**AANGELEVERDE TEKST**.
▬▬▬▬▬▬
Deze deelklacht faalt.
3.16.
Ad (iii). De verdediging heeft ter zitting van het hof het volgende aangevoerd omtrent de vraag of is gehandeld ter verkorting van de rechten van schuldeisers:6.
“49. Mocht Uw Hof desondanks oordelen dat alle activa eind 2007/begin 2008 in eigendom toebehoorden aan [B] en niet aan [E] , dan heeft te gelden dat niet wettig en overtuigend kan worden bewezen dat er aan de zijde van cliënt sprake is geweest van (voorwaardelijk) opzet op verkorting van de rechten van schuldeisers. In eerste aanleg is daarover aangevoerd:
78. Het is wellicht slordig te noemen dat cliënt niet concreet heeft benoemd welke van de vele deelbetalingen aan [H] zoals die blijken uit onder meer de producties 34 en 35 zien op de concrete koopprijs zoals overeengekomen in de huurkoopovereenkomst, maar daarmee kan niet worden gezegd dat cliënt bewust de aanmerkelijke kans op benadeling van de rechten van de schuldeisers heeft aanvaard.
▬▬▬▬▬▬
**GEGEVENSUITTREKSEL**.
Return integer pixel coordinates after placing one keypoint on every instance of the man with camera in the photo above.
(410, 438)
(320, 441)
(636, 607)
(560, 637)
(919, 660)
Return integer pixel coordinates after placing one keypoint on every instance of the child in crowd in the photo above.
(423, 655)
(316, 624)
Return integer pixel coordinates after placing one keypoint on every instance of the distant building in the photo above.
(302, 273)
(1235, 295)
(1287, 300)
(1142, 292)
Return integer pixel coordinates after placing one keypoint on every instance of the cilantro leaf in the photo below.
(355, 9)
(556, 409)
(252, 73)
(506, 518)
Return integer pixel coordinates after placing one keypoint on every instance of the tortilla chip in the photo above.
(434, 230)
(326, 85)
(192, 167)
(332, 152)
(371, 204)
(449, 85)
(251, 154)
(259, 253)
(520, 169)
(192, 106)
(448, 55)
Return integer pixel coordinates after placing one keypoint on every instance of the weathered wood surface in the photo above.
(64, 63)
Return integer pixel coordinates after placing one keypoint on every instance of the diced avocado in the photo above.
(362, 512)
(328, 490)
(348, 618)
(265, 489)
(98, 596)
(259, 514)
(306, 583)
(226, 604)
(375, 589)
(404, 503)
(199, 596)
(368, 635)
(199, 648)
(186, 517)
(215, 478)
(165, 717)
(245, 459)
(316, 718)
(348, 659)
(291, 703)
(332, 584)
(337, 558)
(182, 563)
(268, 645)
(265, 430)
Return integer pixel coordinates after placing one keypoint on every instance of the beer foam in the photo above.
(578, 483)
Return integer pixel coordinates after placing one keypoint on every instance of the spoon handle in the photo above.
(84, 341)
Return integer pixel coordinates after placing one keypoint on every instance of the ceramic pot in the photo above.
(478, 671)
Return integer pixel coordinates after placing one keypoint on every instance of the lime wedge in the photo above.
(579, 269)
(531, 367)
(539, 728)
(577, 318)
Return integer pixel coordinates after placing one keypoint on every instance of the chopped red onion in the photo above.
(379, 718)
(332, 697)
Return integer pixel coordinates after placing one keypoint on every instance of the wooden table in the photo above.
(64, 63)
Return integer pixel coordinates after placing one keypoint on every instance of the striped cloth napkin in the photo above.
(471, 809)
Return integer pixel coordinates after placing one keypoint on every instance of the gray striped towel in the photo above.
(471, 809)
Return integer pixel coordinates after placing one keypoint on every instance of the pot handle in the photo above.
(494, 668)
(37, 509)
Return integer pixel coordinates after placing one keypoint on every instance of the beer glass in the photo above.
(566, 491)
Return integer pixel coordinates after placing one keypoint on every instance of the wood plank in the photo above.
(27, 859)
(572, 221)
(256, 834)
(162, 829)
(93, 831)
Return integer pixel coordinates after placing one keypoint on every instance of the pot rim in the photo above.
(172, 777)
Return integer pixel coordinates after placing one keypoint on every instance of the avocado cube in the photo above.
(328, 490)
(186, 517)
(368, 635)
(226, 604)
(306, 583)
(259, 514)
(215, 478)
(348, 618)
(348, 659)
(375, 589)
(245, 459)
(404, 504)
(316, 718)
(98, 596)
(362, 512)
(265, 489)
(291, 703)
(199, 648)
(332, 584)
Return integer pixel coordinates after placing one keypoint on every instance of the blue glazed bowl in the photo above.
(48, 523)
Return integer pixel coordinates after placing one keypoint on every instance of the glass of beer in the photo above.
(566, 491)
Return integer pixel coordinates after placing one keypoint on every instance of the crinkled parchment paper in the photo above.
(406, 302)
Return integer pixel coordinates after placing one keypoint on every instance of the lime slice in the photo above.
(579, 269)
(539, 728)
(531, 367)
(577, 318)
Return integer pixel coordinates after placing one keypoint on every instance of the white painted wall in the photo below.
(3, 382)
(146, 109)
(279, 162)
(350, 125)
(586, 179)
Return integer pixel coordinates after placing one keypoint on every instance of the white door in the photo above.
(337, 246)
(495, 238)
▬▬▬▬▬▬
**OPDRACHTEN**.
1 > Uit welke producties blijken volgens de tekst over de verkorting van de rechten van schuldeisers onder meer de deelbetalingen aan [H]?
2 > Schrijf uit de tekst over de verkorting van de rechten van schuldeisers letterlijk het deel over dat opent met de woorden waarin "Ad (iii). De" staat en sluit met "rechten van schuldeisers:6.".
3 > Vul de tekst over de verkorting van de rechten van schuldeisers aan met het vervolg dat op de laatste zin aansluit.

**ANTWOORDEN OP VOLGORDE**.
1 > Uit de producties 34 en 35.

2 >
Ad (iii). De verdediging heeft ter zitting van het hof het volgende aangevoerd omtrent de vraag of is gehandeld ter verkorting van de rechten van schuldeisers:6.

3 >
79. Allereerst heeft te gelden dat ten tijde van het sluiten van de huurkoopovereenkomst in juli 2006 er totaal geen zicht was op een faillissement. Mocht u oordelen dat sprake is van een onttrekking aan de boedel, dan is dat geschied op het moment dat cliënt niet de wetenschap kon hebben dat een faillissement niet voorkomen kon worden. Immers, in juli 2006 had de ABC-constructie pas recent plaatsgevonden en was er nog totaal niets bekend over de financiële situatie van [A] / [B] . De (financiële) vooruitzichten waren, zoals gezegd, juist veelbelovend.
80. Voorts heeft te gelden dat cliënt ook geenszins feitelijk leidinggever van de ondernemingen was en feitelijk ook geen enkele invloed kon uitoefenen op die financiële situatie.
81. Een sterke contra-indicatie voor het aannemen van voorwaardelijk opzet is bovendien dat cliënt, zoals eerder uitgebreid betoogd, flinke investeringen (door middel van de vele deelbetalingen) heeft gedaan in [H] en de gefailleerde ondernemingen.
82. Van belang is eveneens te benoemen dat cliënt, nadat [betrokkene 1] was vertrokken (10 september 2007), serieuze pogingen heeft ondernomen om de ondergang van de ondernemingen te voorkomen. Zo heeft hij de nodige schuldeisers betaald en is de omzet door toedoen van cliënt gestegen. Waarom zou cliënt dat nog doen als hij op een faillissement zou willen afstevenen? Dan had cliënt de stekker er toch meteen uitgetrokken?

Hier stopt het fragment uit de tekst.